### Passage provided
BREAKER OF INFINITIES 1-27 to 1-28
Chapter: 1
“I heard among my travels whispered rumors – spurious, I am almost certain – that nearly all Ki Rata techniques could be doubled in power and intensity by a particularly skilled master. The idea alone is so ludicrous as to be silly. To start, who among the whole wheel would need to harness the use of that scale of destructive power?”
-Musko Reeve, Manual of Hands and Feet

Shouldn’t Solomon have spent the Ki Rata quickie time breaking and shattering all of Jaggie’s swords?
What I truly love about this scene is what Mottom and Mammon must be thinking a few yards off to the left.
“Wow, we thought we were real hot shit for a couple seconds there.”
Salami Dave is DONE fucking around.
Solomon does indeed have no fucks left to give.
Fun fact: in Taoism, “ten thousand” is shorthand for infinity.
Jagganoth: “How did you know I was deathly allergic to tickling!?”
… Meanwhile, back at Happy Fun Camp, Cio teaches White Chain how to decorate a cake with a frosting bag.
Well, looks like the armor’s gone.
Oof, right in the ol’ Junkanoth.
I see he avoided the groin. Taking the high road, eh Solly?
That’s a hell of a Salami slappin’.
All these people talking about how salami dave didn’t take a nut shot. Bold of you to assume that the Red God has nuts
you know, I’m sure that move would reduce another reasonably powerful demiurge to pulp.
unfortunately, so far as we know, jag isn’t reasonably powerful: he’s literally impervious to all physical harm.
I hope this inconveniences him though! it’s too cool to do absolutely nothing.
(say, anybody got a crowbar, nail-puller, somethin like that?)
Couple of questions:
Did Solomon freeze time within frozentime, shadow clean himself 10k times, and have his clones strike as one? Or did he freeze time within frozen time and accelerate himself to the point that he struck 10k times within a nanosecond?
Either way, Hit from DBS is jealous.
* frozen time
*clone
NOW THATS A LOT OF DAMAGE!
No crotch shots I see. Even in the depths of his rage, Solomon still values his ideas of fair play and noble combat over the truth of the blade that Incubus learned.
Gotta admit, I’m a little bummed that Big Red didn’t get punched in the dick.
I think my manhood twitched. I’ve not felt such stirrings in so long. The Red City was but virginal then.
And now the city is … yes, well.
######
(Given task 1)
Extract, with no changes, everything in the rows below from their first line down to the line containing "61], [133, 60]]", with both of those lines included.
(Given task 2)
Extend the Breaker of Infinities comment thread with new comments, starting after its last line.
The Breaker of Infinities comment thread has nothing to do with the rows that follow.
### Provided entries
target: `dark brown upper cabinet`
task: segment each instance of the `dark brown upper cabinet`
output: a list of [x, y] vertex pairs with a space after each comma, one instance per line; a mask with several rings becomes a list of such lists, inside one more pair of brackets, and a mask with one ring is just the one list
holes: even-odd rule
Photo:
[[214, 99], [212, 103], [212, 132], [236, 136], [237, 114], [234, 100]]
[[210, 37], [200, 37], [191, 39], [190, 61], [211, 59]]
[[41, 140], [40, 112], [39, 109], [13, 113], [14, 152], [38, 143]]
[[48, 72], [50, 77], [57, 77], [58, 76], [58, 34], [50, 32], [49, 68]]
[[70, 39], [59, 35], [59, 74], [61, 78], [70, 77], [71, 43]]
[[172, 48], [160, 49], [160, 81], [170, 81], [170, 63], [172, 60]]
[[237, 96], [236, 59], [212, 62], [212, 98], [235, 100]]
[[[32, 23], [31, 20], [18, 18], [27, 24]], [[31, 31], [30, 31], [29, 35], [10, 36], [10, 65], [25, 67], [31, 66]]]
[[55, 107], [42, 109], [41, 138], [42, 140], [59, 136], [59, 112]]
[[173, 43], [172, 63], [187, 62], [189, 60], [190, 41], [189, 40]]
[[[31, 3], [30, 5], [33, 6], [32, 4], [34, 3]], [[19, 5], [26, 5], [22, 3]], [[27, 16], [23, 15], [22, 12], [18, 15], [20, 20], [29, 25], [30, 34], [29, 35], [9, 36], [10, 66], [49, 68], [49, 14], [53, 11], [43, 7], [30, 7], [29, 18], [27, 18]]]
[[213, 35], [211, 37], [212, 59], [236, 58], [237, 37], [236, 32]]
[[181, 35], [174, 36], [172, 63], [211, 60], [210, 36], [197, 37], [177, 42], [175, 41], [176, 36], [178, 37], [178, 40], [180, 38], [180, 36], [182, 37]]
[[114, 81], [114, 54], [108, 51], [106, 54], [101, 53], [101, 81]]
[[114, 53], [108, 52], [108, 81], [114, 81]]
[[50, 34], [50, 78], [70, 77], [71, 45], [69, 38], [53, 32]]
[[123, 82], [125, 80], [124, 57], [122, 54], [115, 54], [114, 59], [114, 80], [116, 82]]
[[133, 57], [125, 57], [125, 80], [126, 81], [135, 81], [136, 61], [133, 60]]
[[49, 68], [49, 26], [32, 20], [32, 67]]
######
(Answer 1)
target: `dark brown upper cabinet`
task: segment each instance of the `dark brown upper cabinet`
output: a list of [x, y] vertex pairs with a space after each comma, one instance per line; a mask with several rings becomes a list of such lists, inside one more pair of brackets, and a mask with one ring is just the one list
holes: even-odd rule
Photo:
[[214, 99], [212, 103], [212, 132], [236, 136], [237, 114], [234, 100]]
[[210, 37], [200, 37], [191, 39], [190, 61], [211, 59]]
[[41, 140], [40, 112], [39, 109], [13, 113], [14, 152], [38, 143]]
[[48, 72], [50, 77], [57, 77], [58, 76], [58, 34], [50, 32], [49, 68]]
[[70, 39], [59, 35], [59, 74], [61, 78], [70, 77], [71, 43]]
[[172, 48], [160, 49], [160, 81], [170, 81], [170, 63], [172, 60]]
[[237, 96], [236, 59], [212, 62], [212, 98], [235, 100]]
[[[32, 23], [31, 20], [18, 18], [27, 24]], [[31, 31], [30, 31], [29, 35], [10, 36], [10, 65], [25, 67], [31, 66]]]
[[55, 107], [42, 109], [41, 138], [42, 140], [59, 136], [59, 112]]
[[173, 43], [172, 63], [187, 62], [189, 60], [190, 41], [189, 40]]
[[[31, 3], [30, 5], [33, 6], [32, 4], [34, 3]], [[19, 5], [26, 5], [22, 3]], [[27, 16], [23, 15], [22, 12], [18, 15], [20, 20], [29, 25], [30, 34], [29, 35], [9, 36], [10, 66], [49, 68], [49, 14], [53, 11], [43, 7], [30, 7], [29, 18], [27, 18]]]
[[213, 35], [211, 37], [212, 59], [236, 58], [237, 37], [236, 32]]
[[181, 35], [174, 36], [172, 63], [211, 60], [210, 36], [197, 37], [177, 42], [175, 41], [176, 36], [178, 37], [178, 40], [180, 38], [180, 36], [182, 37]]
[[114, 81], [114, 54], [108, 51], [106, 54], [101, 53], [101, 81]]
[[114, 53], [108, 52], [108, 81], [114, 81]]
[[50, 34], [50, 78], [70, 77], [71, 45], [69, 38], [53, 32]]
[[123, 82], [125, 80], [124, 57], [122, 54], [115, 54], [114, 59], [114, 80], [116, 82]]
[[133, 57], [125, 57], [125, 80], [126, 81], [135, 81], [136, 61], [133, 60]]

(Answer 2)
Everyone seems to be missing the main point here. Since Jagganoth is impervious to physical damage, the aim cannot be to damage him in the normal way. The aim is to disorient him enough so that the other demiurges can permanently banish him beyond the Wheel. This was mentioned earlier as the punishment for breaking the Pact.
This explains why Solomon David did not go for a nut shot. There is no point. Jagganoth has that most remarkable of accoutrements: literally invulnerable nuts. This makes him truly a god.
Really, I’m surprised Solomon didn’t just go for Jagganoth’s weapons via time stop right out of the gate. Lame for the plot, I guess. Then again, there’s probably something that keeps him from just stopping time willy nilly; you’d expect Jagganoth is actually prepared to deal with Solomon and still be able to kill things.
I think that any of the demiurges can use their key to counteract such time shenanigans if they can react in time so to use this technique on someone Like Jagganoth would be unfeasable unless they are stunned by lets say, being falcon punched in the back of the head.
I would suspect Solomon was waiting for such an opening.
Who indeed.
Help! Allison is in terrible danger: she is on the brink of becoming as minor a character as Zed. I’m beginning to forget the details of her and her team’s motivations. If she ends up giving the key to someone else, like that lowlife Frodo trying to palm off the Ring on Galadriel, well… who could blame her.
Come the day that Allison understands her own motivations and make a free choice, the comic will be over. Seriously. Everything to date has been Allison doing what she thinks she _has_ to.
By reference to the all-seeing OCT of Jadis, I make this prediction: Allison will ultimately give up power, and possibly even her key. The Rising King will not become the new Ruling King. The Disneyesque endings where the new King rules all to peace aren’t compatible with the OCT background. Don’t ya know there’s (still) a war on?
Way back, Himself said to Allison: “When they offer you the throne, think of Me; think of the poor Devil”. I think, when the time comes, she’ll honour that promise, but in a twisted way. She’ll think of Himself locked in his box and realise what it costs to take power. And she’ll decline.
Why not give the key to Himself? 🙂
I gottaa admit, dave has an incredible huge ammount of attention span, i do 10 punches and im already forgetting why i started doing punches
He likely has a dead citizen per punch to keep his memory keen on why he keeps punching.
I loled hard, thx mr paladin
as the prophet Disturbed did once say:
You will remember the night you were struck by the sight of
Ten thousand fists in the air
I came here expecting to see a lot of “Za Warudo” and “Muda” but it was mostly people heaping respect on Solomon David for avoiding Jagganoth’s tender spots. Surprising, to be sure, but welcome.
Myself, I find that instant death will do in a pinch if there’s nothing better available but when I’m at home nothing beats freshly ground beings.
Please accept this “pun of the month” award.